# [EXERCISE DESCRIPTION]
Report each line in the records below that contains the string "keys", matching case exactly.

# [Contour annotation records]
+-------+

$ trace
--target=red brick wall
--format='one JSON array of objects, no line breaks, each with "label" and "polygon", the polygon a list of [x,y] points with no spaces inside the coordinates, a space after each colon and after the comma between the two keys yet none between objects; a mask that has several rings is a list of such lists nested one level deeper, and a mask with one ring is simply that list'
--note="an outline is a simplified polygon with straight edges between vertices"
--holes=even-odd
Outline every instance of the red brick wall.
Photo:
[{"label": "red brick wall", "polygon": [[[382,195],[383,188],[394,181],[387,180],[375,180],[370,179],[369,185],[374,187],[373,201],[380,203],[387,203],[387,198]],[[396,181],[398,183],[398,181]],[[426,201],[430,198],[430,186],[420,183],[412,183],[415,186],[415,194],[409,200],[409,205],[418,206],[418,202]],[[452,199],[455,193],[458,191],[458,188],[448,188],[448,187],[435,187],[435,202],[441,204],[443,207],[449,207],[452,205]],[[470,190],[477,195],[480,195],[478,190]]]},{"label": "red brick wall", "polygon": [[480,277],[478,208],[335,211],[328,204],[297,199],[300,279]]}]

+-------+

# [SOLUTION FOR THIS EXERCISE]
--format='one JSON array of objects, no line breaks, each with "label" and "polygon", the polygon a list of [x,y] points with no spaces inside the coordinates, a space after each colon and after the comma between the two keys yet none between objects; a mask that has several rings is a list of such lists nested one level deeper, and a mask with one ring is simply that list'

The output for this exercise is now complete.